Complete the following:
1) Decide whether each statement below agrees with the article on Spanish politics, answering yes or no and quoting the deciding words of the article. (a) Podemos was founded in a Madrid theatre. (b) In the 2015 elections, Ciudadanos won more seats than Podemos. (c) The 15-M movement began on 15 May 2011.
2) Resume the article on Spanish politics, writing on from its last sentence.

Excerpt to read:
RIO DE JANEIRO, BRAZIL – “Many people are still afraid of us. But one day we will become an integral part of the politics of this country,” predicted Pablo Iglesias when he founded his left-wing party Podemos (“We can”) in a Madrid theatre six years ago.

He was right; his movement has arrived at the forefront of Spanish politics. Iglesias, long dismissed as an ‘enfant-terrible’ by the old-established parties, was elected vice prime minister of Spain in early January.

The wind of change is blowing through Spain
The winds of change are blowing through Spain. (Photo internet reproduction)

1 The anger of youth

Iglesias began his political career with the Spanish communist youth movement, later ‘The man with the ponytail’ gave passionate speeches as a professor of politics and contemporary history at a Madrid university.

Even then, he showed solidarity with the young Spaniards who called themselves the ‘indignados’ and protested against abuses in their country in the 15-M movement, starting on 15 May 2011.

They camped in the central squares of the big cities to demonstrate against unemployment and the lack of prospects for their generation. At that time, Spain was in the grip of the financial and economic crisis that began in 2008 with the bursting of the property bubble.

It wasn’t only young people who felt abandoned by politicians. Many parents and grandparents also took to the streets to express their anger against the austerity policies of the socialist government of José Luis Rodríguez Zapatero.

Zapatero had taken former German Chancellor Gerhard Schröder, and his 2010 Agenda as a model, and introduced a labour market reform. The protest was inevitable. The traditional left, the demonstrators complained, had betrayed their principles. The trade unions also mobilized against Zapatero, who demanded more and more sacrifices from the Spanish people in order to comply with the austerity measures imposed by Brussels.

In the parliamentary elections at the end of 2011, the socialist paid the price. He was voted out of office and the right-wing conservative Partido Popular (PP) received an absolute majority.

The anger of women. (Photo internet reproduction)

2 The anger of the crisis sufferers

From this point on, however, things got even worse. The new head of government, Mariano Rajoy, has continued to tighten the thumbscrews because he needs additional funding to save the Spanish banking system from collapse. Savings have been made wherever possible: in schools, universities and health care, in civil servants’ salaries and pensions. Rajoy further tightened the labour market reform of his predecessor.

Whereas under Zapatero, layoffs had been made cheaper, it is now common to hire people at low cost. Temporary employment contracts, often lasting only a few days or weeks became the norm. As a result, almost 90 percent of newly concluded employment contracts are now on a limited basis.

The idea of the “lost generation” was born. Many young Spaniards emigrated to find better-paid jobs. Those left behind often did not even have enough money to move out of their homes or start families. Today, Spain has one of the lowest birth rates in the world.

In the 2015 elections, Rajoy was given a lesson and the PP lost its absolute majority. At the same time, the elections heralded the end of the two-party system in Spain, which had dominated political life since the beginning of democracy in 1978.

Previously, socialists and conservatives had alternated in power, but now voters were turning in droves to the new parties on the left and right of the spectrum. This made the formation of stable governments more difficult or even prevented them altogether.

The liberal Ciudadanos Civic Party won 40 seats in the 2015 elections, and Podemos won 69. What the new parliamentary groups had in common was the youth of their party leaders and their disrespect for the veteran politicians, whom they blamed for the economic crisis and rampant corruption.

Record extracts:
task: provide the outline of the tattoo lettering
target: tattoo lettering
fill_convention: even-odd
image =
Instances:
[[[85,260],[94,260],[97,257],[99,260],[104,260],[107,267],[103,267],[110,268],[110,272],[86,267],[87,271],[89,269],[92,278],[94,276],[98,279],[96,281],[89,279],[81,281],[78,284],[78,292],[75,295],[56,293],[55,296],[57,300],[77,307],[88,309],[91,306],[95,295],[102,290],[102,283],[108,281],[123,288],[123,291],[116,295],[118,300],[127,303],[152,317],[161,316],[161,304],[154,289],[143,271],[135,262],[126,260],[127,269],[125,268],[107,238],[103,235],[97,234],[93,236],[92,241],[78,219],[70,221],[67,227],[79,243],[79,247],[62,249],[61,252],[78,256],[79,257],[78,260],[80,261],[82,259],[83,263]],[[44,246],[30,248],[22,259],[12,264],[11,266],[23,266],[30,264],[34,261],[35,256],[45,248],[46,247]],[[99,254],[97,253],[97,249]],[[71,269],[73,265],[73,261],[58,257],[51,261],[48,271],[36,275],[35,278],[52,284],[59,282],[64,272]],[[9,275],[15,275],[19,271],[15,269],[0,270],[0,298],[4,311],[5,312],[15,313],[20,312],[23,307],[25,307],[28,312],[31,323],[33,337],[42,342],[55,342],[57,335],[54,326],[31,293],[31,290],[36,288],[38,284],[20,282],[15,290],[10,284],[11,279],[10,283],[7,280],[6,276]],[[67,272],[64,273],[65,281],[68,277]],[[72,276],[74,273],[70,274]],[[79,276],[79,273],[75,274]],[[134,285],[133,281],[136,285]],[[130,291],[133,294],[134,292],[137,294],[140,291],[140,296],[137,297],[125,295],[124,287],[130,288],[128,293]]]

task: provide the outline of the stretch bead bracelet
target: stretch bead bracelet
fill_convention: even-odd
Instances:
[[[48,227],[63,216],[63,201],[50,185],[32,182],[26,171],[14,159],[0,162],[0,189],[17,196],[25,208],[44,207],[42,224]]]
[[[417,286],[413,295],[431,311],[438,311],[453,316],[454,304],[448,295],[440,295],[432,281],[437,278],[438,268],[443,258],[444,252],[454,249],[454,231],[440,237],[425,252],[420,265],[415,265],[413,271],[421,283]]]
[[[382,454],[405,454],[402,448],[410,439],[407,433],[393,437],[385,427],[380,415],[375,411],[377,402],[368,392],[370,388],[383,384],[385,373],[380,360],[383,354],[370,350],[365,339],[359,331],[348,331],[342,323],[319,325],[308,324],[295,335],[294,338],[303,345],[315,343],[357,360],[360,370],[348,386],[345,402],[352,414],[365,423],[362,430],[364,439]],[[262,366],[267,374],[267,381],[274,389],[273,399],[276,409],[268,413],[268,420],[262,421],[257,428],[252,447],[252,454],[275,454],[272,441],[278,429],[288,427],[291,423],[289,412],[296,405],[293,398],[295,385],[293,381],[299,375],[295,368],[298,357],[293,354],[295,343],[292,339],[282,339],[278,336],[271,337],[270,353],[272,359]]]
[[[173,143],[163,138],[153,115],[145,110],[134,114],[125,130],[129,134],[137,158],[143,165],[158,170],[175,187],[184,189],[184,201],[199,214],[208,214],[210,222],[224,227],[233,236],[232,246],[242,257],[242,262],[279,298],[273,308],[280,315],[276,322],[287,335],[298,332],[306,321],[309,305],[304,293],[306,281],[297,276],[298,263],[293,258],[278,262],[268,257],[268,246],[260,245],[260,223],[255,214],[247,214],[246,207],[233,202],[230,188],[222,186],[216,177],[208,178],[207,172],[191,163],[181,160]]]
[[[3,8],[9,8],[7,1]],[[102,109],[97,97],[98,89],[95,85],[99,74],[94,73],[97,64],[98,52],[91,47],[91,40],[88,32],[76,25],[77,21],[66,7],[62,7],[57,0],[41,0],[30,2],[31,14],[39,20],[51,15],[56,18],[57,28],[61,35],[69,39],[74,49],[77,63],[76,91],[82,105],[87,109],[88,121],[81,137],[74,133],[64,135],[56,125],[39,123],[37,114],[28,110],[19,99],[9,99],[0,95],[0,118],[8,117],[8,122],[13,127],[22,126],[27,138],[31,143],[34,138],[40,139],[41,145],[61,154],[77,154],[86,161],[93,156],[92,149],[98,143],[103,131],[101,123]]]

Outputs by task:
1)
(a) Yes: "founded his left-wing party Podemos (“We can”) in a Madrid theatre six years ago."
(b) No: "The liberal Ciudadanos Civic Party won 40 seats in the 2015 elections, and Podemos won 69."
(c) Yes: "protested against abuses in their country in the 15-M movement, starting on 15 May 2011."

2)
Albert Rivera, then head of Ciudadanos, quickly rose to superstar status in the center, thanks to his uncompromising stance on corruption and the ‘amigo politics’ of traditional parties. His clients were traditional center-right voters who wanted to put an end to the swamp.

The PP faced even more competition, this time from the far right. For decades the party had faced no competition from them; since the end of the dictatorship the right had been the political home only of old Francoists and monarchists.

The anger of the crisis losers
The plight of the crisis sufferers. (Photo internet reproduction)

This changed with the emergence of the right-wing nationalist party Vox, which in 2018 for the first time made the leap into seats in a regional parliament. In the meantime, the party founded by Santiago Abascal, a former member of the PP, is represented throughout Spain. With his populist attacks on immigration and with “law and order” slogans on the Catalonia issue, Abascal scores points mainly in the countryside and in the working-class districts of cities, where the crisis has left deep scars.

Vox has now risen to become the third-strongest group in parliament and even overtook Podemos in the 2019 autumn elections. With the success of right-wing populists, the other two conservative forces have been forced into action. Since then they have been echoing the discourse of Vox.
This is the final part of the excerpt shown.